| THE TASK |
Copy verbatim the entries from the line with "trace support pillar, every instance" up to and including the line with "Outlines of the support".

(Data items)
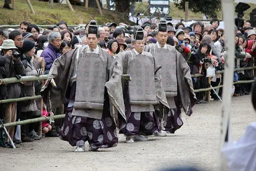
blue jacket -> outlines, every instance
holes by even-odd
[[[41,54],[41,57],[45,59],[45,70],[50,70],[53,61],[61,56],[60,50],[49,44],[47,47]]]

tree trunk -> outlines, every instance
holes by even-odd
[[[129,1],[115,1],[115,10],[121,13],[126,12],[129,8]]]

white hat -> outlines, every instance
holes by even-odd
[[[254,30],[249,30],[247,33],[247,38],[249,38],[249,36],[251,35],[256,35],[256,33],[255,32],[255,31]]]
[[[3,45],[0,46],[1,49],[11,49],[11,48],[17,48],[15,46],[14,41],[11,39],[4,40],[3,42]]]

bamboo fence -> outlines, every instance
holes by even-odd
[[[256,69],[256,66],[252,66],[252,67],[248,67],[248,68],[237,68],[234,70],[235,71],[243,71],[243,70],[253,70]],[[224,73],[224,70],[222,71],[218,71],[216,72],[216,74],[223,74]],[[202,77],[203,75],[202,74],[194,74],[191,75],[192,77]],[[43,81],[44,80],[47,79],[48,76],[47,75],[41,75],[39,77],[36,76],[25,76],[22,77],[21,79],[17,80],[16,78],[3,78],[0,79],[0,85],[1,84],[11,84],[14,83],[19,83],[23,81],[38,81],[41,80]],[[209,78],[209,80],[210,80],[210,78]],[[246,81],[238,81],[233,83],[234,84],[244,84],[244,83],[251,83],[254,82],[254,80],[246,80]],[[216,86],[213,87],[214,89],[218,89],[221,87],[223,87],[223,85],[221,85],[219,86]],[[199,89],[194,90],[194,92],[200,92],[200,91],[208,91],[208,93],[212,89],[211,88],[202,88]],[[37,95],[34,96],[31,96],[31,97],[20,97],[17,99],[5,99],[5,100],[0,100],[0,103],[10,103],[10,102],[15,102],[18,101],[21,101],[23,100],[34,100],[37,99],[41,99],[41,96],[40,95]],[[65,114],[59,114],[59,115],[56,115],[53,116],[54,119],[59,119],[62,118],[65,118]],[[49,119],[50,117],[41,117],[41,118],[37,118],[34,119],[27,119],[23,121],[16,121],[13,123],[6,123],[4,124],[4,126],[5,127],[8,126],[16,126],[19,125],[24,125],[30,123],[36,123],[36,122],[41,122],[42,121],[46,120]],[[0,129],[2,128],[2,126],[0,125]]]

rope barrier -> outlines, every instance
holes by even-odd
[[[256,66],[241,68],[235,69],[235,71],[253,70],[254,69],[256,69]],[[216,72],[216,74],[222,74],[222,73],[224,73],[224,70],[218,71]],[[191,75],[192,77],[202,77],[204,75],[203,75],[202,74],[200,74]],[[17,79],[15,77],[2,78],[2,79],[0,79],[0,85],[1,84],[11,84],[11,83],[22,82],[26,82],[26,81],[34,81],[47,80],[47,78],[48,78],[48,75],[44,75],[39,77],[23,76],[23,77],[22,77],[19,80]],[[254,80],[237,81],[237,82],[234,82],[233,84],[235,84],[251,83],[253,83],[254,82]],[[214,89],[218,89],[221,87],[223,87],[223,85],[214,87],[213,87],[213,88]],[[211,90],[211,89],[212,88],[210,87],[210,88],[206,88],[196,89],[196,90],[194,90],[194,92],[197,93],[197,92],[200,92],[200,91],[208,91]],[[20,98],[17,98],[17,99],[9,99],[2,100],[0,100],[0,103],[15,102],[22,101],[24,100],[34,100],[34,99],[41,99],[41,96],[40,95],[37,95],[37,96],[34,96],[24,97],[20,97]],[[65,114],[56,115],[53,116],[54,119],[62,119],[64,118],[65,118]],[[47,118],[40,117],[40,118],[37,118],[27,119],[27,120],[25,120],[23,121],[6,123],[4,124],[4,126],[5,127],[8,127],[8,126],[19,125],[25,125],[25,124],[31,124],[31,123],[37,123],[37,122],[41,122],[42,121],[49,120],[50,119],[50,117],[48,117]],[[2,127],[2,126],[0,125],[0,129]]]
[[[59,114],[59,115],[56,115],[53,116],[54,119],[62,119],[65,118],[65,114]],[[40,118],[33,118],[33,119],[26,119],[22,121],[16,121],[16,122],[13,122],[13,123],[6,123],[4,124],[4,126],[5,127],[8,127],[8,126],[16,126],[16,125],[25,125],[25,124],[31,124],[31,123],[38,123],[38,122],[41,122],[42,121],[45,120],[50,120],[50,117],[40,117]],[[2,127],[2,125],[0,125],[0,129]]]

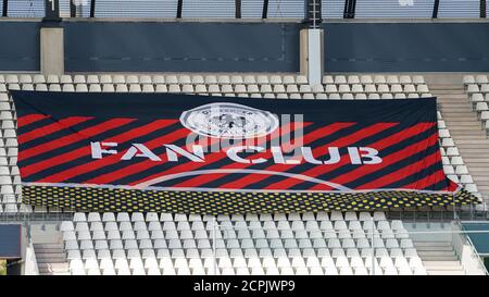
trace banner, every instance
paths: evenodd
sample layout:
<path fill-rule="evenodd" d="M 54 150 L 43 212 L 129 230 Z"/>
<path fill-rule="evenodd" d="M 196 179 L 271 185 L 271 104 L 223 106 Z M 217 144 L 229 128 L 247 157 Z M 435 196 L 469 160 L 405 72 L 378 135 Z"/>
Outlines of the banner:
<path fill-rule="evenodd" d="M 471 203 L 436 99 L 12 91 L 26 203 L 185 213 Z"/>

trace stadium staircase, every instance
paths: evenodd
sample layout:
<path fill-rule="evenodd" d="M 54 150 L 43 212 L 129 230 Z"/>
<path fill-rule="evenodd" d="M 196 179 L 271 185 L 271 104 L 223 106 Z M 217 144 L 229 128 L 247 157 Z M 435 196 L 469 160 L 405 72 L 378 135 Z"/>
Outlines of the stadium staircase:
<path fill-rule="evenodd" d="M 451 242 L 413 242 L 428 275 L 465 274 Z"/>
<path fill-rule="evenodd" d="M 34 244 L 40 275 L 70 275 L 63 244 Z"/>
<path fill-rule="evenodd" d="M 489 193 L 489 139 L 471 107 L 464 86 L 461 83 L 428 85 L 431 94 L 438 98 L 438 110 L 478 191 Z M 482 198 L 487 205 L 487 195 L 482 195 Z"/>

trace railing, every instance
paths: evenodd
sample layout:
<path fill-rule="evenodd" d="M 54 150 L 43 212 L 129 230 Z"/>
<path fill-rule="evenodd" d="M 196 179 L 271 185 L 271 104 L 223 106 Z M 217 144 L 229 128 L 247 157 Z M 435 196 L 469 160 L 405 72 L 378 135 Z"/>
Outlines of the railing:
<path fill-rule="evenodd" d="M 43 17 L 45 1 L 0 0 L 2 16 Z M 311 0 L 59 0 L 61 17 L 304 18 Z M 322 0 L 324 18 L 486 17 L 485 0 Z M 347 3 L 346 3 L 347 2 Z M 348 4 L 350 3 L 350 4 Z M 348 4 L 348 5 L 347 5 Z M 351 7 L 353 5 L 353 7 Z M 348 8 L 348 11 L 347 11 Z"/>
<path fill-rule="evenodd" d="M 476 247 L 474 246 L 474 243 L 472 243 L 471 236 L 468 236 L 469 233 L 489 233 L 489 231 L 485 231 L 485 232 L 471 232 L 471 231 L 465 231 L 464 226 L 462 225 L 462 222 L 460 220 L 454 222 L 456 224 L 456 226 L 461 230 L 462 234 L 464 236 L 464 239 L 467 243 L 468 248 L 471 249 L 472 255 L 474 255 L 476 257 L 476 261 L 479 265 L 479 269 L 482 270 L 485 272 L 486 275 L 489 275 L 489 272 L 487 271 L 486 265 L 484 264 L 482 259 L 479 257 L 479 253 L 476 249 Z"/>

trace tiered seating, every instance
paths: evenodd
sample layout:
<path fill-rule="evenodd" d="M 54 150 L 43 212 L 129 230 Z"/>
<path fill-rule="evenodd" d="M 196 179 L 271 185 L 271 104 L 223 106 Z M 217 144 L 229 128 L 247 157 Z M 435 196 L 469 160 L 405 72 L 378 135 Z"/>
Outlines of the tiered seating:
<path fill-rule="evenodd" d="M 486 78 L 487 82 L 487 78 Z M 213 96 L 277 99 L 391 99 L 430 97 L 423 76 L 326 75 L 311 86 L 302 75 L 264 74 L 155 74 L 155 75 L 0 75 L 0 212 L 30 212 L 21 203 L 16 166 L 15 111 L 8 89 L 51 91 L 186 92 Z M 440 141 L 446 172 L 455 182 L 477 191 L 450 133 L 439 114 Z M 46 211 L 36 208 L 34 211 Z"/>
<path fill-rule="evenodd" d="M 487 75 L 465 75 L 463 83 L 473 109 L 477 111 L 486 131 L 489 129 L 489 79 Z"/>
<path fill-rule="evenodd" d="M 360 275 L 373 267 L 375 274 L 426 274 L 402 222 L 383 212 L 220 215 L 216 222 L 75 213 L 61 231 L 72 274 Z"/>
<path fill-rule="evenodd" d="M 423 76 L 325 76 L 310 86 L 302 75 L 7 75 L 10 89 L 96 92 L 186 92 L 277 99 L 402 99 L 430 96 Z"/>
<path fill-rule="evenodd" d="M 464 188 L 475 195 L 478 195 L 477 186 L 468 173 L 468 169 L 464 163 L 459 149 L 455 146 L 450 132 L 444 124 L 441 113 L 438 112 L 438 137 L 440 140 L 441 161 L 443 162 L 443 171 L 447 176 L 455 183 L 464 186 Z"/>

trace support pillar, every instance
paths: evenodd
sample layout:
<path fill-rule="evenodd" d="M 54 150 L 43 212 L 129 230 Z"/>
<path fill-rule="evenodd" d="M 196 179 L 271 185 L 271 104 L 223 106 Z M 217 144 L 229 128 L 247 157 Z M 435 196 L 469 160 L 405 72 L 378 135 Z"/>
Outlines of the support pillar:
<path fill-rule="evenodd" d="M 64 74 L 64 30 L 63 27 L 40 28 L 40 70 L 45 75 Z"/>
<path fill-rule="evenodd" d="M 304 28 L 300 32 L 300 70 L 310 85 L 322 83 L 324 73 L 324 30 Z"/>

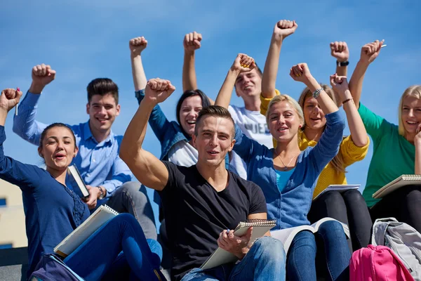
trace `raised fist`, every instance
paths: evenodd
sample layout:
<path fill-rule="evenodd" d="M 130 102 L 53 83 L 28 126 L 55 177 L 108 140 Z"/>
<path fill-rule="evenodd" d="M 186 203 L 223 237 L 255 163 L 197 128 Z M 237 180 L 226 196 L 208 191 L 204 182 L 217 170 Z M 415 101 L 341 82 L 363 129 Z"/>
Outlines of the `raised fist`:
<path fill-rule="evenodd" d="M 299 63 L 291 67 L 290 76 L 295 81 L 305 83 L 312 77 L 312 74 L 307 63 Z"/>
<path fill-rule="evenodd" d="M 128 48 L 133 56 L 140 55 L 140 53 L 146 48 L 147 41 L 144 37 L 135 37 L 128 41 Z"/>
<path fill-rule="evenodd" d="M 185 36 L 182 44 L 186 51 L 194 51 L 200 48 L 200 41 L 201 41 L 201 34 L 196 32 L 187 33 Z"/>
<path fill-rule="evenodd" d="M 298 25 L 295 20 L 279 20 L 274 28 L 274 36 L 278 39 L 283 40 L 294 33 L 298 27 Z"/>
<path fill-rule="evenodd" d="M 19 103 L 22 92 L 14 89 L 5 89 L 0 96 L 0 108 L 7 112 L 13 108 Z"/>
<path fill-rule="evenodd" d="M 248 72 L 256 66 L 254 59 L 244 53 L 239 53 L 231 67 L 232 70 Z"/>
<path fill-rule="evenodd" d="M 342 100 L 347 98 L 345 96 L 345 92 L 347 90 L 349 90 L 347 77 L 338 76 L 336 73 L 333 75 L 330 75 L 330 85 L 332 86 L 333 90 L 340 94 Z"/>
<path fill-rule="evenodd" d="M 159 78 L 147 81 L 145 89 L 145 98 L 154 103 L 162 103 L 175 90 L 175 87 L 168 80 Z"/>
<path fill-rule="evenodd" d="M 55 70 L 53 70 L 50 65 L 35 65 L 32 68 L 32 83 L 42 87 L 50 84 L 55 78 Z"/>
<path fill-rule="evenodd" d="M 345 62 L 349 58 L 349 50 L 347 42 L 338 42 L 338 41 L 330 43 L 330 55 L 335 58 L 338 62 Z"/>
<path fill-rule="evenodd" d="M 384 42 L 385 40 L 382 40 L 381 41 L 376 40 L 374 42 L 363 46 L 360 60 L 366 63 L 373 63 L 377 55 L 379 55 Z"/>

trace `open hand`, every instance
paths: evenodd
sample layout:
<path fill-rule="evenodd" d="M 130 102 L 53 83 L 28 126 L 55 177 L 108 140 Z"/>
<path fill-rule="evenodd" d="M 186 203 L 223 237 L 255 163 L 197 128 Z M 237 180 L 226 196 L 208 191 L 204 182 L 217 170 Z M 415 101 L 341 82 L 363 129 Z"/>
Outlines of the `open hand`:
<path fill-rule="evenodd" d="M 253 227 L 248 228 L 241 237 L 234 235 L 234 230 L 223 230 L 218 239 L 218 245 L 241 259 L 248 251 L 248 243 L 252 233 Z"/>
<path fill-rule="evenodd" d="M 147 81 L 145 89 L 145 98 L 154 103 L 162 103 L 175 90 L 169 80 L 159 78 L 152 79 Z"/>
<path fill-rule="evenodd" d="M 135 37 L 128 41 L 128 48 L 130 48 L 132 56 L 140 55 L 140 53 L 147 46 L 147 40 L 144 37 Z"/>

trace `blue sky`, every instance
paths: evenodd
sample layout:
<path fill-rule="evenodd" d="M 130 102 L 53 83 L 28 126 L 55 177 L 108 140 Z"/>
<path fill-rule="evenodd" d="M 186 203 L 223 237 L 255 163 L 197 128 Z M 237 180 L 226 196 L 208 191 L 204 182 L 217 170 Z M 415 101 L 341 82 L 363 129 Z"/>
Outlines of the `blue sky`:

| SOLUTION |
trace support pillar, every instance
paths: evenodd
sample layout:
<path fill-rule="evenodd" d="M 54 150 L 43 212 L 129 230 Z"/>
<path fill-rule="evenodd" d="M 196 179 L 271 185 L 271 104 L 223 106 Z M 217 144 L 229 128 L 247 157 Z M 435 196 L 469 160 L 405 72 L 378 135 Z"/>
Outlines of the support pillar:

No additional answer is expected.